-- BEGIN Records for the task --

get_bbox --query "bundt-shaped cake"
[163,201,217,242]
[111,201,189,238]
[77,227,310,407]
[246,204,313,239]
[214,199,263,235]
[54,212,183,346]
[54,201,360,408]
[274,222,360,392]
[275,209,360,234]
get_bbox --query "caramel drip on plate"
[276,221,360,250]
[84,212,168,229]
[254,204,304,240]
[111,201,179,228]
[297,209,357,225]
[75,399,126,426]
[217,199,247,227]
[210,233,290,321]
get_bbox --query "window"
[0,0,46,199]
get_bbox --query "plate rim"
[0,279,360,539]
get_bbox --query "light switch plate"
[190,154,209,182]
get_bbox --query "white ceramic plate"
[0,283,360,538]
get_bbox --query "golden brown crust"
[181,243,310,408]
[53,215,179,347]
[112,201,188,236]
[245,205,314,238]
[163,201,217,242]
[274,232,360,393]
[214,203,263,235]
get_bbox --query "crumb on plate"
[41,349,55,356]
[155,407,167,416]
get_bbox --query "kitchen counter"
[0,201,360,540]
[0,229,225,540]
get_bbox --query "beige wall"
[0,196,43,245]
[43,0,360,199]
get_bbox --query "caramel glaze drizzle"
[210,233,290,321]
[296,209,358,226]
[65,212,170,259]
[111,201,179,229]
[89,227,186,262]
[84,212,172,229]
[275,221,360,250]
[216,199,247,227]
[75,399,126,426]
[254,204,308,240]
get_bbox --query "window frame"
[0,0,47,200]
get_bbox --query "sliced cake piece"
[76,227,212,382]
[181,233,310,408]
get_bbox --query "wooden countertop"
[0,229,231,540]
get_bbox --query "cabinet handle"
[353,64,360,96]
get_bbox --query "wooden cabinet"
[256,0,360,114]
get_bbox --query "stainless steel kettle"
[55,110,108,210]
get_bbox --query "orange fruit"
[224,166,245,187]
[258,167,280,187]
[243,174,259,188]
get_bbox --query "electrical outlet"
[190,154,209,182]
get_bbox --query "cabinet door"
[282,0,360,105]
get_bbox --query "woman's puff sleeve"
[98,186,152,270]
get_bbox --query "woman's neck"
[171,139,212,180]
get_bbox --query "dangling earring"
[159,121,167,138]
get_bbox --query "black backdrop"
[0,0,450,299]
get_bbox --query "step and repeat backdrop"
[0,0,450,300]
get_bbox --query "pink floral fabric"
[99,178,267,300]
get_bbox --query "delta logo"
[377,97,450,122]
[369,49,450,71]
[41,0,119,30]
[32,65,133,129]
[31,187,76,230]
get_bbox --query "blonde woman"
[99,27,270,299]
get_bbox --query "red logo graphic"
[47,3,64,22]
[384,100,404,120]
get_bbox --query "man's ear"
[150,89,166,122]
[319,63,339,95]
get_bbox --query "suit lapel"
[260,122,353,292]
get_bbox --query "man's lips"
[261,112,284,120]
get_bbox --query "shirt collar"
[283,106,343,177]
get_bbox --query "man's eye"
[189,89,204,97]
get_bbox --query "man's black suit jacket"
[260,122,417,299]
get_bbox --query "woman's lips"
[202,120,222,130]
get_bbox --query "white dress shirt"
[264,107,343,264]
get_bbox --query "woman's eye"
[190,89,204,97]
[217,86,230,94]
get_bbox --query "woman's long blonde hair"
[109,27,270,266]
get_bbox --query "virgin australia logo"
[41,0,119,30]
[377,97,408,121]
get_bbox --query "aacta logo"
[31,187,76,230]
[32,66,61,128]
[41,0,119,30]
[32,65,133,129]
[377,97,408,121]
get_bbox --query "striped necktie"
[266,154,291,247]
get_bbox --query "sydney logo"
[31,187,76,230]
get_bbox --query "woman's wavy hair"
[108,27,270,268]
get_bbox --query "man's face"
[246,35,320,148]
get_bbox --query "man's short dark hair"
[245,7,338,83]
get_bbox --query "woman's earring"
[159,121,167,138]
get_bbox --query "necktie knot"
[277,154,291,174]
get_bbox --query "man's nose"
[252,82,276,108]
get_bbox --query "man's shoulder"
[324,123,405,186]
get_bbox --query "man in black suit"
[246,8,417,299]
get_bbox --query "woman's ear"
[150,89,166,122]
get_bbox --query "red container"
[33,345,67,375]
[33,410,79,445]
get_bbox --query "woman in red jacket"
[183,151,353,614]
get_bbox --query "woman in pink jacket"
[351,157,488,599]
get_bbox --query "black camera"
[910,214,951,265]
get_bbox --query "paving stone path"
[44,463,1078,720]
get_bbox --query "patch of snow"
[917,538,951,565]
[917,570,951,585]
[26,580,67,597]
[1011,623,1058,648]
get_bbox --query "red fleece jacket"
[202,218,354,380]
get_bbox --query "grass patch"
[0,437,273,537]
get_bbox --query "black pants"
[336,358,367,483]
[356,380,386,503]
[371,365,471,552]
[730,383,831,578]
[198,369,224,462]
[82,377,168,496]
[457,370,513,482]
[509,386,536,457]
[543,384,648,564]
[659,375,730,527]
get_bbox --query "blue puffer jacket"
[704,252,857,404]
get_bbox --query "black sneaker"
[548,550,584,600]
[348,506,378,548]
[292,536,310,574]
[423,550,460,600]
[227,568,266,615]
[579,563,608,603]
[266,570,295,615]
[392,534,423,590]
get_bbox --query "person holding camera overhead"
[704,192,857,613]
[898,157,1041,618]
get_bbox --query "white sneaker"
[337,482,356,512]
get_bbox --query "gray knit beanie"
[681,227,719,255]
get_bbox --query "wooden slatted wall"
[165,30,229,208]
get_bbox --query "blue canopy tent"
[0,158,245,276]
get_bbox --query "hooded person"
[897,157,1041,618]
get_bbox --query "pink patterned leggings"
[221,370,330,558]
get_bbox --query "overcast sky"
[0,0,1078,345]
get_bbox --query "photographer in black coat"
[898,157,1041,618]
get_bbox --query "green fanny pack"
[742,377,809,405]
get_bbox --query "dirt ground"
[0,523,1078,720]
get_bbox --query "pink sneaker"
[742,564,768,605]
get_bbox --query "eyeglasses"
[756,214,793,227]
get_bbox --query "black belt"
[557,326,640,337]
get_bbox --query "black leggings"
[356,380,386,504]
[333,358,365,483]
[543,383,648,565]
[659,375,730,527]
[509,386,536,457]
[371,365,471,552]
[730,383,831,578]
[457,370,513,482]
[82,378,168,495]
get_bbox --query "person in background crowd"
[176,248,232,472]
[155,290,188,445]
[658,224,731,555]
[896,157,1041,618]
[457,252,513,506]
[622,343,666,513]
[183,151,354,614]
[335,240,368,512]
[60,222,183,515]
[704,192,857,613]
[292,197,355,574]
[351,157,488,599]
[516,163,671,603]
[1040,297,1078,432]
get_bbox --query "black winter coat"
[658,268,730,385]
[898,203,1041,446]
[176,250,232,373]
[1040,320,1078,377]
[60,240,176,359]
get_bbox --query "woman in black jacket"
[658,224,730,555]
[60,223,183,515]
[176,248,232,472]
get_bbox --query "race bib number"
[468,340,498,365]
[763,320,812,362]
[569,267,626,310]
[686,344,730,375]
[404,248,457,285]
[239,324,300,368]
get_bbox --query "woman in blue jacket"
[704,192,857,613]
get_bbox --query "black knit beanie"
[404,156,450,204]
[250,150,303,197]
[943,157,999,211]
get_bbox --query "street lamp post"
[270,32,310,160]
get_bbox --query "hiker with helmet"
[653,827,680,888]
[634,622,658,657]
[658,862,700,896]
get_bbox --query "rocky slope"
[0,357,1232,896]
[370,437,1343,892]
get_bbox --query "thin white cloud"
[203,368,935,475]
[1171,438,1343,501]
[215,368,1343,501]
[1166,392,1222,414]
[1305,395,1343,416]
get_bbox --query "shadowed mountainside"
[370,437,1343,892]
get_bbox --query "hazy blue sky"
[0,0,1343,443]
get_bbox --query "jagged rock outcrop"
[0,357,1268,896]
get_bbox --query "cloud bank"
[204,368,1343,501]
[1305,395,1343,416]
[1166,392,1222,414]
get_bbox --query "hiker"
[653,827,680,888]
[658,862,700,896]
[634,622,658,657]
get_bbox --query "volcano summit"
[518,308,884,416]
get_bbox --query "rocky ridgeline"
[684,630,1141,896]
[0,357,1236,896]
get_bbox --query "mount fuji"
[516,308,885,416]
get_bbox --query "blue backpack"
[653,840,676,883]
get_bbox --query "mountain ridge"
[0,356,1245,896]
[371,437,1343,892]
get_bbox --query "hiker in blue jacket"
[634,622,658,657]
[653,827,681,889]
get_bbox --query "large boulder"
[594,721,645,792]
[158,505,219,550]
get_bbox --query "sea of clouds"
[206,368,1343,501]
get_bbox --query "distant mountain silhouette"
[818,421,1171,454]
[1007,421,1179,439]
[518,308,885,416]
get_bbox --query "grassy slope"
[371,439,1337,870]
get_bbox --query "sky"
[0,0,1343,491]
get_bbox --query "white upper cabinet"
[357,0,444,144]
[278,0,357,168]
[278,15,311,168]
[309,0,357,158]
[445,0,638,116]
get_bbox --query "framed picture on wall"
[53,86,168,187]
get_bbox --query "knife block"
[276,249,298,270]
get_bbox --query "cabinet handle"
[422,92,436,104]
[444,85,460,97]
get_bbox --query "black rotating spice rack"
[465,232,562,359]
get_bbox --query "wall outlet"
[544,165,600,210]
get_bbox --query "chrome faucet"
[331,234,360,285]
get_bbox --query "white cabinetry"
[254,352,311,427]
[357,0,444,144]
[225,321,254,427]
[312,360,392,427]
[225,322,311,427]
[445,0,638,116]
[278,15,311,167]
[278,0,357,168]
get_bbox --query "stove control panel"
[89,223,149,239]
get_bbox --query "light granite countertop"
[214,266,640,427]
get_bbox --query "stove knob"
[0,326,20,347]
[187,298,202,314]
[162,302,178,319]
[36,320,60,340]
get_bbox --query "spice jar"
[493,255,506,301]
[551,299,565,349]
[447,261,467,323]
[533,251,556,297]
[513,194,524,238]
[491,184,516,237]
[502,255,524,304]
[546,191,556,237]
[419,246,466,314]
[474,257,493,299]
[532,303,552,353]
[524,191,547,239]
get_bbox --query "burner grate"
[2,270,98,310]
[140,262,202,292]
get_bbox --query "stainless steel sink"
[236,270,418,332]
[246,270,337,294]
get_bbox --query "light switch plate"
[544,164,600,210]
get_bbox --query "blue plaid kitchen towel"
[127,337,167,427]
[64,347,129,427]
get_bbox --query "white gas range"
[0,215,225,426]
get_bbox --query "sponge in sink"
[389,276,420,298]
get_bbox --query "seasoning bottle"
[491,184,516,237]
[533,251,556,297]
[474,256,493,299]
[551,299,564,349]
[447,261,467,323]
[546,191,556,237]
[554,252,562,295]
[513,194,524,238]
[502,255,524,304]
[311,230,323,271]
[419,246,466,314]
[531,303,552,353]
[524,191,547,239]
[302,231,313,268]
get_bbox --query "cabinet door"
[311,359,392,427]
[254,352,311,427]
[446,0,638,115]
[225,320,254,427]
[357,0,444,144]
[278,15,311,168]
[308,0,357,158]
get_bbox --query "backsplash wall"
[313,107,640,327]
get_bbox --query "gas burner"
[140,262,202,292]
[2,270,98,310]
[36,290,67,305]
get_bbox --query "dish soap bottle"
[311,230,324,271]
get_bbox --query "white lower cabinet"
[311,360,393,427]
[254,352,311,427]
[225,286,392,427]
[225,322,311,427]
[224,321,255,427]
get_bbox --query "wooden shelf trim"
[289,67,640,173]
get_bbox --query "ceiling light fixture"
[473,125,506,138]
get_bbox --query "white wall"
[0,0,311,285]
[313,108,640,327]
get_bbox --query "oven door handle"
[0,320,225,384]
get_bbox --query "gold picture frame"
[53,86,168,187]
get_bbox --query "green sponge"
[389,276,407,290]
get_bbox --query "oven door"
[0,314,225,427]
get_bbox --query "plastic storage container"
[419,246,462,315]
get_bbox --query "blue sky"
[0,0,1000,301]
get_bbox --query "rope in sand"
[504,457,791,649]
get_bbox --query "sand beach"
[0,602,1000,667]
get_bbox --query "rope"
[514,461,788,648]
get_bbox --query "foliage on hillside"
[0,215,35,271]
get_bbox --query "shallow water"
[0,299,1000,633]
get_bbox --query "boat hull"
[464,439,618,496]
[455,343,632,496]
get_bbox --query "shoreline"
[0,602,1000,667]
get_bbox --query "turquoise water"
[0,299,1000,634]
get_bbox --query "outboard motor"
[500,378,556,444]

-- END Records for the task --

What the exercise asks:
Convert the records, from the first line down through the line containing "[0,283,360,538]", into a JSON list of strings with one string per line. Leave out any blank lines.

Complete output:
[
  "get_bbox --query \"bundt-shaped cake\"",
  "[163,201,217,242]",
  "[111,201,189,238]",
  "[77,227,310,407]",
  "[246,204,313,239]",
  "[214,199,263,235]",
  "[54,212,183,346]",
  "[54,201,360,408]",
  "[274,222,360,392]",
  "[275,209,360,234]",
  "get_bbox --query \"caramel drip on plate\"",
  "[276,221,360,250]",
  "[84,212,168,229]",
  "[254,204,304,240]",
  "[111,201,179,228]",
  "[297,209,357,225]",
  "[75,399,126,426]",
  "[217,199,247,227]",
  "[210,233,290,321]",
  "get_bbox --query \"window\"",
  "[0,0,46,199]",
  "get_bbox --query \"plate rim\"",
  "[0,279,360,539]",
  "get_bbox --query \"light switch plate\"",
  "[190,154,209,182]",
  "get_bbox --query \"white ceramic plate\"",
  "[0,283,360,538]"
]